begin Selected passage

Whe $Y$ and $\mathbf{X}$ have a multivariate normal distribution with positive definite covariance matrix, then best linear predictor derived in the previous section is the best among all predictors of $Y$ based on $\mathbf{X}$. That is,

$$ ~E(Y \mid \mathbf{X}) = \boldsymbol{\Sigma}_{Y, \mathbf{X}}\boldsymbol{\Sigma}_\mathbf{X}^{-1} (\mathbf{X} - \boldsymbol{\mu}_\mathbf{X}) + \mu_Y $$$$ Var(Y \mid \mathbf{X}) = \sigma_Y^2 - \boldsymbol{\Sigma}_{Y, \mathbf{X}}\boldsymbol{\Sigma}_\mathbf{X}^{-1} \boldsymbol{\Sigma}_{\mathbf{X}, Y} $$Also, the conditional distribution of $Y$ given $\mathbf{X}$ is normal.

These results are extensions of those in the case where $Y$ was predicted based on just one predictor $X$. To prove them, you need some linear algebra and some patience. We won't do the proofs here. Based on what you have seen in the case of a single predictor, it should not be hard to believe that they are true.

For some reassurance, we can simulate data from a trivariate normal distribution and see how our formula for the conditional expectation works in relation to the simulated points.

To do this, we will first set up some notation. When we say that $Y$ and $\mathbf{X}$ have a multivariate normal distribution, we are saying that the $(1+p) \times 1$ random vector $[Y, X_1, X_2, \ldots, X_p]^T$ has a bivariate normal distribution.

To keep our variables organized and our notation compact, we will *partition* the random vector and its mean vector.

We can partition the covariance matrix as well, according to the demarcating lines shown below.

end Selected passage
begin Recorded information

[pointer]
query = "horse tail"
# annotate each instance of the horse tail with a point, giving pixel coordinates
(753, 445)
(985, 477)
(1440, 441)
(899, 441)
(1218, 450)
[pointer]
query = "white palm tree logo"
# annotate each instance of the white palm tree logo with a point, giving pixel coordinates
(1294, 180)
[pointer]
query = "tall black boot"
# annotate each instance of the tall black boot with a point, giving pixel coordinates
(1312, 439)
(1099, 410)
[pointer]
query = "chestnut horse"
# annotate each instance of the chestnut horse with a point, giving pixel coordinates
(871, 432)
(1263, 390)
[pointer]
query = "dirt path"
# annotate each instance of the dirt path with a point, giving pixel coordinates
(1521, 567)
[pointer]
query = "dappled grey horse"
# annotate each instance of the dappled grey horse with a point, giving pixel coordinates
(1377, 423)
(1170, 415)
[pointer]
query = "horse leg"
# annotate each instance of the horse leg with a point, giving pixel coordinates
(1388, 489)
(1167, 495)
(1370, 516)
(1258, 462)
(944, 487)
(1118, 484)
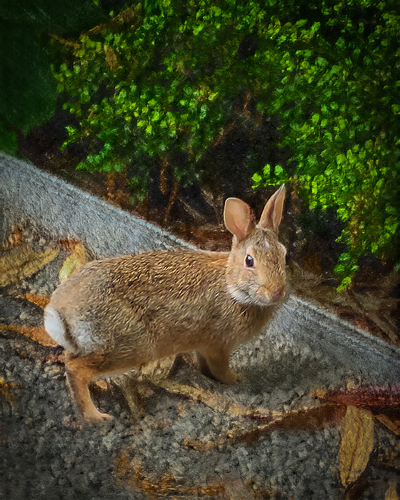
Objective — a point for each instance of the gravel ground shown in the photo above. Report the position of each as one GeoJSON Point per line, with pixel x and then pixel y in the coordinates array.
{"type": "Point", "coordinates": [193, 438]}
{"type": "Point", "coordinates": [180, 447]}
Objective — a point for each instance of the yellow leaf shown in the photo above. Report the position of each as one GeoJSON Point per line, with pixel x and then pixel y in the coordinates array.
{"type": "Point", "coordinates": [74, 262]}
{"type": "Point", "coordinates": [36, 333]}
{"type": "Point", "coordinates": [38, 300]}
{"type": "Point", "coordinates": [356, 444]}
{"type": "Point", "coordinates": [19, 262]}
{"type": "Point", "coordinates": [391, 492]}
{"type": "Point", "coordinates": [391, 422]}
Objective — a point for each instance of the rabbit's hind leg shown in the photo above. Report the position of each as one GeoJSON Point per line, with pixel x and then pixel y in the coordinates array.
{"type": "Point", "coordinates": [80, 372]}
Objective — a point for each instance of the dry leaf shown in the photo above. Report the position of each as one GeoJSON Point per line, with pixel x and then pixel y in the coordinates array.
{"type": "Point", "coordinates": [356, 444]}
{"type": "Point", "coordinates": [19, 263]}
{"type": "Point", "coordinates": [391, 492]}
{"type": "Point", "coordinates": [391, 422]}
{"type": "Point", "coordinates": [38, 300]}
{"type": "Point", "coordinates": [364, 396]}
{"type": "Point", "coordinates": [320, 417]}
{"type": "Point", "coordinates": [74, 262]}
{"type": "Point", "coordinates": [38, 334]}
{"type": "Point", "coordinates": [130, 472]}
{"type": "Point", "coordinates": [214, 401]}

end Recorded information
begin Recorded information

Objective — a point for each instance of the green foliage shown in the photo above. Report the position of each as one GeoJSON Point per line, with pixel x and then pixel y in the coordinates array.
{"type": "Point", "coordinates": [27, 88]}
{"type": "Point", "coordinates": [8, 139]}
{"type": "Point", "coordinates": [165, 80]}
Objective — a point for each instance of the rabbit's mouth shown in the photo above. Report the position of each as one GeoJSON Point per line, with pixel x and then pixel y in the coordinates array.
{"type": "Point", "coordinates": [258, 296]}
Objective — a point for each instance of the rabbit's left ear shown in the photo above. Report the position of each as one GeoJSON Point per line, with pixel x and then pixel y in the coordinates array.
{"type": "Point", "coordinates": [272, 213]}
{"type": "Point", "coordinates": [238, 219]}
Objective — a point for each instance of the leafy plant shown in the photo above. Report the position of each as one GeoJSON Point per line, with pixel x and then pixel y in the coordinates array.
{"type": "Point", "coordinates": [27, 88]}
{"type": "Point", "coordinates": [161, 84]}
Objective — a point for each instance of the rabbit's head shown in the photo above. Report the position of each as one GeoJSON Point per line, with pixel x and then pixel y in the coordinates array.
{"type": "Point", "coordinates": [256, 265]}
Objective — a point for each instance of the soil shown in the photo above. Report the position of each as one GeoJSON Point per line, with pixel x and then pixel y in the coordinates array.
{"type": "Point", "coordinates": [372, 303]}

end Recorded information

Work to do:
Reproduce word for word the stretch of the multivariate normal prediction text from "To do this, we" to "its mean vector.".

Finished task:
To do this, we will first set up some notation. When we say that $Y$ and $\mathbf{X}$ have a multivariate normal distribution, we are saying that the $(1+p) \times 1$ random vector $[Y, X_1, X_2, \ldots, X_p]^T$ has a bivariate normal distribution.

To keep our variables organized and our notation compact, we will *partition* the random vector and its mean vector.